Give back the line where "Would you be willing to mark the flower" appears and all the lines after it until the listing ends, unchanged and with nothing else.

** BEGIN Supplied data **

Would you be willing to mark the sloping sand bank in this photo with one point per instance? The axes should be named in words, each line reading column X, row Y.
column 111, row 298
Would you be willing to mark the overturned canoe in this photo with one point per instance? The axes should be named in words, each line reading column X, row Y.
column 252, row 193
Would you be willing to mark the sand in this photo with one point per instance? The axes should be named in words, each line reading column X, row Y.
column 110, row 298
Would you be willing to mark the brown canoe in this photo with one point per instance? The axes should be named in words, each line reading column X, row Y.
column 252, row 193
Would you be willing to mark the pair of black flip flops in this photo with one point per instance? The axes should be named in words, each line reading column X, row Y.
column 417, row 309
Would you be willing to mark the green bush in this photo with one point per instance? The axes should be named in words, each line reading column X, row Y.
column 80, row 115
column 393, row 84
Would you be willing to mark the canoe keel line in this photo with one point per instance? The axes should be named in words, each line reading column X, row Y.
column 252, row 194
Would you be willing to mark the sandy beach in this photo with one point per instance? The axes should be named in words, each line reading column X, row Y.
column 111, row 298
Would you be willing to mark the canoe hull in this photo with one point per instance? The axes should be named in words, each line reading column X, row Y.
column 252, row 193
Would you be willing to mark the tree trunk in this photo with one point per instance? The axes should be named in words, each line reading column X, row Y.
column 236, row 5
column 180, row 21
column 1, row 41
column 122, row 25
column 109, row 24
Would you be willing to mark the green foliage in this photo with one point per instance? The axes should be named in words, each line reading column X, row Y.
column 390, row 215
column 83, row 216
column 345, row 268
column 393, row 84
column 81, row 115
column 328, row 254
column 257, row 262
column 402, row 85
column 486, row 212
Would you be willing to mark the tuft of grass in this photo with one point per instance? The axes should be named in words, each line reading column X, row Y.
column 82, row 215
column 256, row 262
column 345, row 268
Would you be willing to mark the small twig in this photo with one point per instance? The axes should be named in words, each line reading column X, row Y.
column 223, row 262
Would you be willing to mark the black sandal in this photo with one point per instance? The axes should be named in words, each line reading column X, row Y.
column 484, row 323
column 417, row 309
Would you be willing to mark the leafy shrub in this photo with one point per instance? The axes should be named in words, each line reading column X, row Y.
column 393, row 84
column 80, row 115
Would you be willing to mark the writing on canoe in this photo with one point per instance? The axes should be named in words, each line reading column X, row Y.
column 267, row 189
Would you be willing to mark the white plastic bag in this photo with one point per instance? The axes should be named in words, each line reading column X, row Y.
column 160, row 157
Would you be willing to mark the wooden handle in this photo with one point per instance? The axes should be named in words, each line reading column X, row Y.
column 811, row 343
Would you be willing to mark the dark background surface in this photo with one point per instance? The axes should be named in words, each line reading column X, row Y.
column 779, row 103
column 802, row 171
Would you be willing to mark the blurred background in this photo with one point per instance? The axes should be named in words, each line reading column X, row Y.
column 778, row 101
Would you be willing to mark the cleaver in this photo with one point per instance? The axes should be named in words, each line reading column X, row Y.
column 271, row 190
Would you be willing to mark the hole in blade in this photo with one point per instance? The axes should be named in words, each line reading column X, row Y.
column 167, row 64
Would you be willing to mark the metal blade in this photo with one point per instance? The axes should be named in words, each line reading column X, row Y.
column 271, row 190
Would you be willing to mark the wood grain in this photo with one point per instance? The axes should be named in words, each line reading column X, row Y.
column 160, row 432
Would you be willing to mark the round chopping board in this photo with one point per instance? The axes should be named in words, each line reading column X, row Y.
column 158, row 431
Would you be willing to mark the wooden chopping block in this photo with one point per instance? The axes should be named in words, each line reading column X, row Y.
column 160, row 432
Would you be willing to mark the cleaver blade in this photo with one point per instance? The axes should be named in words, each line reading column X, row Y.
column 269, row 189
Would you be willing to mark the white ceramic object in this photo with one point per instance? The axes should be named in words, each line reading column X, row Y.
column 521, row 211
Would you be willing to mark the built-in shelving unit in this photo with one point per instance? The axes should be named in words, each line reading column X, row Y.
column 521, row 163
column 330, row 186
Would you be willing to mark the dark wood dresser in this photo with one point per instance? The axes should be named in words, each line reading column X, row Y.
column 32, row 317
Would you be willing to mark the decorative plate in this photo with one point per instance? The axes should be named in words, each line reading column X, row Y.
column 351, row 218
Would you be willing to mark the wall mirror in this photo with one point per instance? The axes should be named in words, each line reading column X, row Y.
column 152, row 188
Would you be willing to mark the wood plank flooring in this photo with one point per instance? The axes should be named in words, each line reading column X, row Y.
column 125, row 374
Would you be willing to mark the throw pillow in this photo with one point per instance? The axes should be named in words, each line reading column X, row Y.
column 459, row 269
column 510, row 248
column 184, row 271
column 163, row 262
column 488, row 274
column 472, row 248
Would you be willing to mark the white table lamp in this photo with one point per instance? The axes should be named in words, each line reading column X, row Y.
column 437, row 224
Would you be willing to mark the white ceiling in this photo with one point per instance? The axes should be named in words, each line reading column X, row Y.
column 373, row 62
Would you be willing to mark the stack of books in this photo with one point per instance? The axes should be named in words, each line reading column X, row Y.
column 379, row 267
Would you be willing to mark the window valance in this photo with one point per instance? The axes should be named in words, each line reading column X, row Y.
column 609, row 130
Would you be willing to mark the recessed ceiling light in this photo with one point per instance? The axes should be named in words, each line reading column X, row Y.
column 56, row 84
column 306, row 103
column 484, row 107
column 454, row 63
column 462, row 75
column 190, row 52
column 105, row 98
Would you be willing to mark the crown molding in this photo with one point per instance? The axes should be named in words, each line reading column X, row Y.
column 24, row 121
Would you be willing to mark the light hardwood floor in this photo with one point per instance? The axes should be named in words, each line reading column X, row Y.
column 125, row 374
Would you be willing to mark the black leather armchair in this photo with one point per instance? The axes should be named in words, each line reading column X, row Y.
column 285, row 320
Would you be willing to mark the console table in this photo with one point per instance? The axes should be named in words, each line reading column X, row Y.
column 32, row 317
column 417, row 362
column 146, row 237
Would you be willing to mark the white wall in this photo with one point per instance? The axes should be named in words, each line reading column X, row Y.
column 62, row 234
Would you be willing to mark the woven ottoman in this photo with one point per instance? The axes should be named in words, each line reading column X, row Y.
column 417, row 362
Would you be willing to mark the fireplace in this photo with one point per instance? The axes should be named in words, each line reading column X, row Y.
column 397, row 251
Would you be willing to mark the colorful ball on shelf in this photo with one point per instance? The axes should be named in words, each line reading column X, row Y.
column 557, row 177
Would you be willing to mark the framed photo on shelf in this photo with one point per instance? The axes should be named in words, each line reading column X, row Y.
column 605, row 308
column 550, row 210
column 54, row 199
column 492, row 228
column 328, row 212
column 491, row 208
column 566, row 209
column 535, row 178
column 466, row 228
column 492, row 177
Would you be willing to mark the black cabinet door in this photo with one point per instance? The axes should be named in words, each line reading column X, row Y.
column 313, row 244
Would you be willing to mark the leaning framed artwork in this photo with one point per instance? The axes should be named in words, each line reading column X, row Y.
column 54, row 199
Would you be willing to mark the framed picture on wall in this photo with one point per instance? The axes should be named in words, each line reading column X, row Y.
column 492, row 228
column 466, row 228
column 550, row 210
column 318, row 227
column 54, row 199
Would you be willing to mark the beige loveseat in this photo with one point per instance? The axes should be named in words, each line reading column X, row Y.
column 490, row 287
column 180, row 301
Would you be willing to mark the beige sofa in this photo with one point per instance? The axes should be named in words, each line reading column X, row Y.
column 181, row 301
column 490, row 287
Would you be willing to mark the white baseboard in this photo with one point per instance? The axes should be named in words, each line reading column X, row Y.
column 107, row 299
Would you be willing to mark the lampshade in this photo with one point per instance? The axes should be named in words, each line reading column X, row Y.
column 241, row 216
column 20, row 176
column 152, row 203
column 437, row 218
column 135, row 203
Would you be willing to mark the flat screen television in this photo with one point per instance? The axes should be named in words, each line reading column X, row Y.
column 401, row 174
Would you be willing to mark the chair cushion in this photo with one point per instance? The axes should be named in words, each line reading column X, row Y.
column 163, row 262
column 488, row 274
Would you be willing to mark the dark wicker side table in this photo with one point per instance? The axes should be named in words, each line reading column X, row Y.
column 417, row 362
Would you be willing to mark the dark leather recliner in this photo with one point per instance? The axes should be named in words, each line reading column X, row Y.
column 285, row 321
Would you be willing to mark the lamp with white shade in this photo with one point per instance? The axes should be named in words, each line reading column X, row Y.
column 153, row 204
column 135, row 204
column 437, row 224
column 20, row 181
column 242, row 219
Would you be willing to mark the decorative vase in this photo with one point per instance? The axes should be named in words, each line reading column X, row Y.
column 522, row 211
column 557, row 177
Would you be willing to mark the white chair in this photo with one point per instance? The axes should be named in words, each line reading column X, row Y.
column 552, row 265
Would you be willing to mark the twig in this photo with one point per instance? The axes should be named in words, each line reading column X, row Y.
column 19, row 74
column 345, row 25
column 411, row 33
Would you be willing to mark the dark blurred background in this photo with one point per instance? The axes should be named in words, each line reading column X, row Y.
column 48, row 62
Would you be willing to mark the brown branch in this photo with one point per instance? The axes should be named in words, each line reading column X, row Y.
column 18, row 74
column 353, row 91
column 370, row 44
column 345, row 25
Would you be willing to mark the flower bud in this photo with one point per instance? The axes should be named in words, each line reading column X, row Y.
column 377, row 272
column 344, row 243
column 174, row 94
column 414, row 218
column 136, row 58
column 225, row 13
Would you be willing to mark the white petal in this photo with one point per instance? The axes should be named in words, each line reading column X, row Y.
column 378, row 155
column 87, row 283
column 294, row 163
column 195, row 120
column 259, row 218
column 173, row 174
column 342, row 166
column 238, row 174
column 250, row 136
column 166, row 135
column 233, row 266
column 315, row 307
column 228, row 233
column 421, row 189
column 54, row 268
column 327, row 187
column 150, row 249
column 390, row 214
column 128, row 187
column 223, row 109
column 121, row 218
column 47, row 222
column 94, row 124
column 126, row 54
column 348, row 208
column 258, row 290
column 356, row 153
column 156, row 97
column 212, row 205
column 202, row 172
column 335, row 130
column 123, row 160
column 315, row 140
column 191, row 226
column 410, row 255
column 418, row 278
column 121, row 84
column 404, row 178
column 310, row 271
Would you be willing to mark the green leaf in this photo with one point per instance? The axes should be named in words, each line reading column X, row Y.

** END Supplied data **

### The output
Would you be willing to mark the flower bud in this photo with one point per instance? The axes should be named in words, each line reading column X, row Y.
column 377, row 272
column 344, row 243
column 174, row 94
column 414, row 218
column 136, row 58
column 225, row 13
Would you be willing to mark the white petal in this photo with one point per instance? The axes should be named in words, each line reading column X, row Y.
column 378, row 155
column 87, row 283
column 294, row 163
column 195, row 120
column 259, row 218
column 173, row 174
column 342, row 166
column 238, row 174
column 250, row 136
column 166, row 135
column 233, row 266
column 315, row 307
column 228, row 233
column 421, row 189
column 54, row 268
column 327, row 187
column 150, row 249
column 390, row 214
column 128, row 187
column 223, row 109
column 121, row 218
column 47, row 222
column 94, row 124
column 126, row 54
column 348, row 208
column 258, row 290
column 356, row 153
column 156, row 97
column 212, row 205
column 202, row 172
column 335, row 130
column 123, row 160
column 315, row 140
column 191, row 226
column 410, row 255
column 418, row 278
column 121, row 84
column 404, row 178
column 310, row 271
Would you be willing to mark the green leaf in this photo with one point per instance? The axes should be named in words, each line reading column X, row Y.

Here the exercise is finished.